__What you need to do__
(1) According to the Merama article, how much did Merama raise in its Series A round in April?
(2) Transcribe the stretch of the Merama article from "The rise of" through "joined the group.".

Latin America had a huge e-commerce growth in 2020, driven by the pandemic and digital acceleration. From this perspective, the timing of Merama, a Latin American retail brand acceleration startup with an emphasis on e-commerce, could not have been better. The company started its operations in December aiming to be the main player of brands in the region and the biggest partner of retail and e-commerce giants, such as Mercado Libre, Amazon, Magazine Luiza, B2W and Via Varejo.
In April, Merama raised a $160 million Series A round, of which $60 million in equity and $100 million in credit line. The investment round included important funds, such as monashees, Valor Capital, Balderton and MAYA Capital, as well as founders and executives from Latin America unicorns, such as MadeiraMadeira, Rappi, iFood and Loggi.
The rise of this newcomer startup has to do with its business model. Merama wants to be a kind of Latin American Unilever. “Merama’s proposal is to be a holding of brands focused on digital platforms. We adapted a business model that already exists in the United States and European countries, known as aggregators. We adapted this model for Latin America,” explains Renato Andrade, co-founder at Merama.
Merama was born from a partnership between Andrade and Brazilian Guilherme Nosralla, who wanted to bring this business model to Brazil, and Mexican Felipe Delgado and American Sujay Tyle, who planned to launch a similar venture in Mexico. Finally, the Frenchman Olivier Scialom joined the group.

__Material supplied__
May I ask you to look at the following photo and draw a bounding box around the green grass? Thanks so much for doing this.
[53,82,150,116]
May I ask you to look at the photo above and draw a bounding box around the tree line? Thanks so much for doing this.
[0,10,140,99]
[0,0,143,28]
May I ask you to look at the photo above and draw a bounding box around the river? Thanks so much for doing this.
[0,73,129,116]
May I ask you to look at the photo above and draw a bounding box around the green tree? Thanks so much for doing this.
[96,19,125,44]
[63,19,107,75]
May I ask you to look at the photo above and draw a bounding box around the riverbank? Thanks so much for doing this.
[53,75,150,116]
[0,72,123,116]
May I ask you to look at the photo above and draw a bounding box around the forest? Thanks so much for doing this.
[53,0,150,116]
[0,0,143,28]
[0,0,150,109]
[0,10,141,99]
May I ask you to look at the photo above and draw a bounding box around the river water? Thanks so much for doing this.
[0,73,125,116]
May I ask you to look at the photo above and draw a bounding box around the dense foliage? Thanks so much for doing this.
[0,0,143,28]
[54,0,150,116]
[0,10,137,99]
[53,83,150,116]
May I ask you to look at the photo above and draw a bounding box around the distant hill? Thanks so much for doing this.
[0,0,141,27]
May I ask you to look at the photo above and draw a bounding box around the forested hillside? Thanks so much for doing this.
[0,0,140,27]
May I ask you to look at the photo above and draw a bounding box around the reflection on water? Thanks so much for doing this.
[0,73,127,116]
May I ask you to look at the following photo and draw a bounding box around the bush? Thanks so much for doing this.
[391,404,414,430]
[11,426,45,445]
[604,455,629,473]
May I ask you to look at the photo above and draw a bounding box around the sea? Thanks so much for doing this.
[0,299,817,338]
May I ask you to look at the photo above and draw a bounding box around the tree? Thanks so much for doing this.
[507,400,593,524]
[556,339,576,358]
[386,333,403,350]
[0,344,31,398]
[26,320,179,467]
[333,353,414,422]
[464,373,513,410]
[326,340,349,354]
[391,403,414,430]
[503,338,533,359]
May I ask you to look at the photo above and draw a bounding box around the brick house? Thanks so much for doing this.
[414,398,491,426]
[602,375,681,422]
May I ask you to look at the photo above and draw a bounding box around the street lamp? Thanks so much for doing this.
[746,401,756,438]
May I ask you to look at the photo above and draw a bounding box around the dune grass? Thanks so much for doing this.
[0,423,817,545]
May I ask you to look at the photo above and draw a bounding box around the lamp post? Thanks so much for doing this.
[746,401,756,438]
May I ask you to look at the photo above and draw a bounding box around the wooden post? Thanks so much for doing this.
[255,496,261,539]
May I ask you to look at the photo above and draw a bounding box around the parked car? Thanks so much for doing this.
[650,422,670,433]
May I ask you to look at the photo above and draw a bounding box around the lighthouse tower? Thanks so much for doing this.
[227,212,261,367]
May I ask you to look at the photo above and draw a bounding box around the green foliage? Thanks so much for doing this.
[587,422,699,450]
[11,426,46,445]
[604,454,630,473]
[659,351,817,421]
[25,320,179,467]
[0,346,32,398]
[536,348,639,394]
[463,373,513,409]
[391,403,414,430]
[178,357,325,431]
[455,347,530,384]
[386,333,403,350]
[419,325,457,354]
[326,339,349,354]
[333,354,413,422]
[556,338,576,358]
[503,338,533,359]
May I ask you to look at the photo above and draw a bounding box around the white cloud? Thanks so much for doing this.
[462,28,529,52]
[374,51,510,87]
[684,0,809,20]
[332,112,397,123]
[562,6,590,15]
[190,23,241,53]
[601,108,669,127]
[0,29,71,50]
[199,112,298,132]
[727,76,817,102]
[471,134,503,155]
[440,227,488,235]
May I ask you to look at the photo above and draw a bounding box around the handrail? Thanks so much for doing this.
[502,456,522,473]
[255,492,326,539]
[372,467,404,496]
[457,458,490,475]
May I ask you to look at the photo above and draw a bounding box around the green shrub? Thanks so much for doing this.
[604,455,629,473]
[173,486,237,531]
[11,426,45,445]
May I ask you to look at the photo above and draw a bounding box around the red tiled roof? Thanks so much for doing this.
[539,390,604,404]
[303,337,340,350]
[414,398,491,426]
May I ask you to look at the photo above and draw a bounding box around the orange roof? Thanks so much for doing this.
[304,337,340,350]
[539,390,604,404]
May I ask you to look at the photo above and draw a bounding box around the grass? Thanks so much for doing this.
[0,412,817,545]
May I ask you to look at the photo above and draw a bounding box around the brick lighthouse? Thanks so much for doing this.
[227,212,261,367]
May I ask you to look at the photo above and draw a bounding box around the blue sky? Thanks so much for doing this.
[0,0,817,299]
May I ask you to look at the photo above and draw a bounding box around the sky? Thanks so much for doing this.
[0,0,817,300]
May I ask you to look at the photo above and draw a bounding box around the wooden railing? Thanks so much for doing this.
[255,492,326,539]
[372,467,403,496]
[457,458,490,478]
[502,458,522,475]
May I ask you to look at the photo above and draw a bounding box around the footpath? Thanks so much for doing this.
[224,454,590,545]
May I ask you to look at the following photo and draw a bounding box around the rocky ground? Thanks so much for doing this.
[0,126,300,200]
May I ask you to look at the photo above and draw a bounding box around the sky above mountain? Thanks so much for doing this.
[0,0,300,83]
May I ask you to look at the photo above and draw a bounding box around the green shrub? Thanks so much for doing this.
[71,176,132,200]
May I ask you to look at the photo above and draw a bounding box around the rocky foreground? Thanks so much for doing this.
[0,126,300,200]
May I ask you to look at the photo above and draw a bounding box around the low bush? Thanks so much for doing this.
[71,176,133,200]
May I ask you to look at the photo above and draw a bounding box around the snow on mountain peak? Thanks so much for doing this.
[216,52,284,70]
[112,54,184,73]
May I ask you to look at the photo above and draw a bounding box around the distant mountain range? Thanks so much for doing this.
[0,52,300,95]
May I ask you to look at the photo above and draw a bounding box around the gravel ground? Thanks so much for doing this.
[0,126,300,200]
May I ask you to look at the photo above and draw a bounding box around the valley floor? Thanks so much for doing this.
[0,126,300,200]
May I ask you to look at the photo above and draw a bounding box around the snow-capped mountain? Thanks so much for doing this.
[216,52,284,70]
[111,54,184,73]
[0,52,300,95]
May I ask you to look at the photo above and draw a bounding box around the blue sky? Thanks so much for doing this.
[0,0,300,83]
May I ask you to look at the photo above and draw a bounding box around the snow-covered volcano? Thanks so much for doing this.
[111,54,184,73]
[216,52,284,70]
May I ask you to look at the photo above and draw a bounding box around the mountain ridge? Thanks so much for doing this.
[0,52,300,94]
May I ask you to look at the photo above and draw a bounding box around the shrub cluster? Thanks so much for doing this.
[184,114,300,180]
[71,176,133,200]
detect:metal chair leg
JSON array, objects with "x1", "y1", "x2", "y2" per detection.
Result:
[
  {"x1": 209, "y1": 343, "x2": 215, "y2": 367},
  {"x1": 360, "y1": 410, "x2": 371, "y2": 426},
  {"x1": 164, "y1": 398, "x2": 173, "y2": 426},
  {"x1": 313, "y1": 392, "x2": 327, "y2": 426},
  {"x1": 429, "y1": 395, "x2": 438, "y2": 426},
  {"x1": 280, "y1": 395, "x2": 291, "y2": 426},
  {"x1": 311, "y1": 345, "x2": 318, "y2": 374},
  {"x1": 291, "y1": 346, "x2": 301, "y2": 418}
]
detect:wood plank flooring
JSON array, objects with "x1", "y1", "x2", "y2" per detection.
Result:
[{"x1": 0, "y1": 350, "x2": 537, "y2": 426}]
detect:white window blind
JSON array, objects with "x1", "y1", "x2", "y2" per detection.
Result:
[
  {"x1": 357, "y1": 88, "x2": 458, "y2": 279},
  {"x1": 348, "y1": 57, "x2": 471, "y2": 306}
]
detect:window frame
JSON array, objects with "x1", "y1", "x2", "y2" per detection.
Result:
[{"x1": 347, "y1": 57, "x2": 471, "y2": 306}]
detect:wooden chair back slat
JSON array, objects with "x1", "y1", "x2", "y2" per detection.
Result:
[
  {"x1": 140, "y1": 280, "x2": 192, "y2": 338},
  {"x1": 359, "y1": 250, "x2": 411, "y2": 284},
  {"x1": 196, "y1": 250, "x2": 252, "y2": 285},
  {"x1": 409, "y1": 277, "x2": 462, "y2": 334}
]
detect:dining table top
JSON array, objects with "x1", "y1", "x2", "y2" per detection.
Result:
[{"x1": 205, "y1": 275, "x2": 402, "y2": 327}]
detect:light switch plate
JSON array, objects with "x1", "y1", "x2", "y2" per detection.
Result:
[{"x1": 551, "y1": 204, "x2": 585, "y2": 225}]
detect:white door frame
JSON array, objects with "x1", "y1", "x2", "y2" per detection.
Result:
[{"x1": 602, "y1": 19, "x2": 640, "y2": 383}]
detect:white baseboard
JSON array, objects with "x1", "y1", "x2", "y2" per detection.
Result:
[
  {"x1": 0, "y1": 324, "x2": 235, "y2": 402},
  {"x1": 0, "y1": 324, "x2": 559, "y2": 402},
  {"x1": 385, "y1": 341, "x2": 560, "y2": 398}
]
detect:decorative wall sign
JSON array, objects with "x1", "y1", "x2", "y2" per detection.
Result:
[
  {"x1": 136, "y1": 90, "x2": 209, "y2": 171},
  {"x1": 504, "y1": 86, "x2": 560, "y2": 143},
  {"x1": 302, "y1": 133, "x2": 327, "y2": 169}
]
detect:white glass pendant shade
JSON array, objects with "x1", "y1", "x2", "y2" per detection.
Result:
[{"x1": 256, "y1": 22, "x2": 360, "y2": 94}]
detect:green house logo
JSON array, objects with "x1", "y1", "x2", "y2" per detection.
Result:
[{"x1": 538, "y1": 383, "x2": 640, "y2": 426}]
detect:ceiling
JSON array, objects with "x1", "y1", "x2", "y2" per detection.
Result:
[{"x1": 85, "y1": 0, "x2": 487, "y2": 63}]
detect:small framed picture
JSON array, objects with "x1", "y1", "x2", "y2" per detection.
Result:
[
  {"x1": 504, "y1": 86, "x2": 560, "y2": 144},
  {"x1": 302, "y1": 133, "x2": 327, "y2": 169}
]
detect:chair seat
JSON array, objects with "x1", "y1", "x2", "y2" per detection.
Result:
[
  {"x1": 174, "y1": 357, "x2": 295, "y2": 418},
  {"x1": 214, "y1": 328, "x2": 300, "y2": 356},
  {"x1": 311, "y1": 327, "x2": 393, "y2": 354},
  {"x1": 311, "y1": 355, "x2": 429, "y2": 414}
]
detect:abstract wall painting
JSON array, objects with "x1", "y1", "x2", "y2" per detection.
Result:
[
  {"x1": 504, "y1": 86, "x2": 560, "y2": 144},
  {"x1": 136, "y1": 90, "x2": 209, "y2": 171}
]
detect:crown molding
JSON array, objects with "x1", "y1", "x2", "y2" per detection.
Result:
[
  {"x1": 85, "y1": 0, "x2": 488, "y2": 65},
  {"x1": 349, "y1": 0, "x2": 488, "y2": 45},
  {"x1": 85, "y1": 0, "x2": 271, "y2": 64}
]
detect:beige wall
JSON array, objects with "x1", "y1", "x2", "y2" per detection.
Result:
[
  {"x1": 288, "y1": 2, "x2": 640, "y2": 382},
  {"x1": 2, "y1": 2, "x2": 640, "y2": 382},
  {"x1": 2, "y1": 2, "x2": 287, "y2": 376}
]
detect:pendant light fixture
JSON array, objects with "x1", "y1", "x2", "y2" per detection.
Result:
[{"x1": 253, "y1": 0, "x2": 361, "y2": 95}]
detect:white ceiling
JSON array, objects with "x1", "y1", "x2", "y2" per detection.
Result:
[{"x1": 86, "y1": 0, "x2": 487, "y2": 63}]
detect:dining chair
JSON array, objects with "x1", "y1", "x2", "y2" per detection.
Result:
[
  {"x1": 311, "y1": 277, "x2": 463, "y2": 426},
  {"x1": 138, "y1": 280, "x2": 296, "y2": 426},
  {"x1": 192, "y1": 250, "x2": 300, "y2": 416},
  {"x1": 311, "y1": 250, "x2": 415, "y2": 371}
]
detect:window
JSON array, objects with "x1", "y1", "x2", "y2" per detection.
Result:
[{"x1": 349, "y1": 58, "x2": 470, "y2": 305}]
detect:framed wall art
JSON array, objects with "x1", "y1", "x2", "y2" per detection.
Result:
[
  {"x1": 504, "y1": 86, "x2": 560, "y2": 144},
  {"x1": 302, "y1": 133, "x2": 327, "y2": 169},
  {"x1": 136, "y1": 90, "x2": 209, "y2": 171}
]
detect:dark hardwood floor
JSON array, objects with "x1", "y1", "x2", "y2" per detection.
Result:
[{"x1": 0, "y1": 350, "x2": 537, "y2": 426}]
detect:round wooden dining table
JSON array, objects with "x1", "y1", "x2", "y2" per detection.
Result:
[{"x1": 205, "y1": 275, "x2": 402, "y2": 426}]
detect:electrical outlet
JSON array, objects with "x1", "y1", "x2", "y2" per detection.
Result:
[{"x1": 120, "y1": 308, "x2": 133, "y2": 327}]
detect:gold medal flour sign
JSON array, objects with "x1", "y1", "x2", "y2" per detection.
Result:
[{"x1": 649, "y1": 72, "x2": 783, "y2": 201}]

__Response list__
(1) $160 million

(2)
The rise of this newcomer startup has to do with its business model. Merama wants to be a kind of Latin American Unilever. “Merama’s proposal is to be a holding of brands focused on digital platforms. We adapted a business model that already exists in the United States and European countries, known as aggregators. We adapted this model for Latin America,” explains Renato Andrade, co-founder at Merama.
Merama was born from a partnership between Andrade and Brazilian Guilherme Nosralla, who wanted to bring this business model to Brazil, and Mexican Felipe Delgado and American Sujay Tyle, who planned to launch a similar venture in Mexico. Finally, the Frenchman Olivier Scialom joined the group.